▶ TASK REQUIREMENTS:
Once you have read the records below, print them again exactly as they stand.

▶ RECORD EXTRACTS:
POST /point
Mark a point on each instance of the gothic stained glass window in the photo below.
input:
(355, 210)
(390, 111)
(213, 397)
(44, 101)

▶ ANSWER BOX:
POST /point
Mark a point on each instance of the gothic stained glass window in the photo below.
input:
(355, 210)
(390, 111)
(213, 397)
(44, 101)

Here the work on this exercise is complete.